→ Extracted text

--- --- ---

The pope also had pardoned Agca from his hospital bed five days after the shooting.

Upon his return to Turkey from Italy, Agca immediately was sent to prison to serve a 10-year sentence for murdering the Turkish journalist Abdi Ipekci in 1979. He was separately sentenced to seven years and four months for two robberies in Turkey the same year.

An Istanbul court ruled in 2004 that Agca should only serve the longest sentence -- his conviction for killing Ipekci.

Demirbag, explaining the court decision, said Agca was sentenced to life in prison, which amounts to 36 years under Turkish law, for the killing. He served less than six months in Turkish prison in that case before he escaped, resurfacing in 1981 in Rome.

An amnesty in 2000 deducted 10 more years from his time, leaving some 25 1/2 years to be served, the lawyer said. The court last week further deducted his 20 years in prison in Italy based on a new article in the penal code.

Agca reportedly identified with the Gray Wolves, a far right-wing militant group that fought street battles against leftists in the 1970s. He first confessed to killing Ipekci, one of the country's most prominent left-wing newspaper columnists, but later retracted his statements.

In a March interview with the Italian daily newspaper La Repubblica, Agca made contradictory remarks about his attempt on John Paul's life. He initially said Vatican prelates helped him carry out the shooting, adding: "The devil is within the Vatican."

--- --- ---

→ Assigned task 1
In the news report on Agca's prison sentences, translate this sentence into Spanish: "An Istanbul court ruled in 2004 that Agca should only serve the longest sentence -- his conviction for killing Ipekci."
→ Assigned task 2
Write the next few sentences of the news report on Agca's prison sentences, picking up after its final sentence.
The rows play no part in this.

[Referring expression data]

--- --- ---

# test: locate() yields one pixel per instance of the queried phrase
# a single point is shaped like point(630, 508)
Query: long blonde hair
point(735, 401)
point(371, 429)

--- --- ---

→ Response area 1
Un tribunal de Estambul dictaminó en 2004 que Agca solo debía cumplir la pena más larga: su condena por el asesinato de Ipekci.

→ Response area 2
He then reportedly said in the same interview that "nobody in the world knew of my attempt."

There has been speculation that agents from Bulgaria helped plot the assassination attempt because of that country's ties with the Soviet KGB, which reportedly was alarmed by the pope's support for the Solidarity trade union in Poland.

In 2002, however, John Paul sought to lay the issue to rest, declaring he never believed there was a Bulgarian connection to Agca.

Three Bulgarians suspected of complicity in the shooting were acquitted by an Italian court because of a lack of evidence.

But in his book, "Memory and Identity: Conversations Between Millenniums," John Paul said Agca had been maneuvered by another party.

"Ali Agca, as everyone says, is a professional assassin. The shooting was not his initiative, someone else planned it, someone else commissioned him," the pope wrote.